• Extracted text:
◇ ◇ ◇ ◇
I would not be the first to make this connection. Look at Betty Smith’s novel, A Tree Grows In Brooklyn. The author likens the struggle of an immigrant family in Brooklyn to the Tree of Heaven, a common non-native and invasive weed in New York City. The plant struggles to find its place. It is neglected and trampled upon. But once it takes root, it puts up an inspiring fight, and despite the odds, eventually flourishes into a beautiful and imposing tree.
For those of us who are living and thriving in New York City, we can all look back on our struggle to take root. In the most obvious sense, think about apartment searching and how difficult it is to find your space in the city. Then there is the search for resources: money, food, air. We had to adapt to the harsh conditions of the city: pollution, noise, suffocating crowds, the heat, the cold. I’ve watched as friends have come and gone from the city, unable to “hack it,” and I’ve known many others simply too scared to try. We are the non-natives who have invaded and thrived.
◇ ◇ ◇ ◇
• What this task involves: In the passage on New York City, what plant does A Tree Grows In Brooklyn liken the immigrant family's struggle to? Please answer briefly. The entries after the passage on New York City are separate material.

Referring expression pointing data:
◇ ◇ ◇ ◇
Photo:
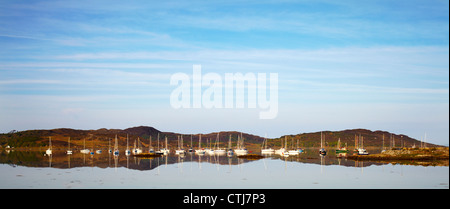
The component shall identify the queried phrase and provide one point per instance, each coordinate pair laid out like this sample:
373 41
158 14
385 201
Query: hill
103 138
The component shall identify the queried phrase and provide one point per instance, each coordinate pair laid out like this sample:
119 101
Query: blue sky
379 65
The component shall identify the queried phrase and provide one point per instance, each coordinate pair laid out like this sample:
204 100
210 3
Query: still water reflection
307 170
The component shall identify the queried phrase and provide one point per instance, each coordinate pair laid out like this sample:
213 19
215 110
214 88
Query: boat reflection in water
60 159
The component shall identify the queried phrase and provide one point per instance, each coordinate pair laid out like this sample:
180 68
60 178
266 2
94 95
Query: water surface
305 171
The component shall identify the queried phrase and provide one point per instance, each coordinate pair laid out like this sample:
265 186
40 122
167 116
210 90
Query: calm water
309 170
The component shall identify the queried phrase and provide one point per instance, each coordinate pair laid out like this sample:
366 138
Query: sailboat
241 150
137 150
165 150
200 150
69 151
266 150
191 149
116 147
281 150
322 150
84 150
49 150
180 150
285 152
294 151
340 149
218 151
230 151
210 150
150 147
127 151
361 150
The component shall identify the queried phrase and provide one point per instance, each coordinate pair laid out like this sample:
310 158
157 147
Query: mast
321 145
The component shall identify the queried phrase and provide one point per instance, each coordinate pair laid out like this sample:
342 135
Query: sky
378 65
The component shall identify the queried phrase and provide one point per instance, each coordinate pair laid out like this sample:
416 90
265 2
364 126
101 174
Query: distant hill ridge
◇ ◇ ◇ ◇
• Task result: The Tree of Heaven.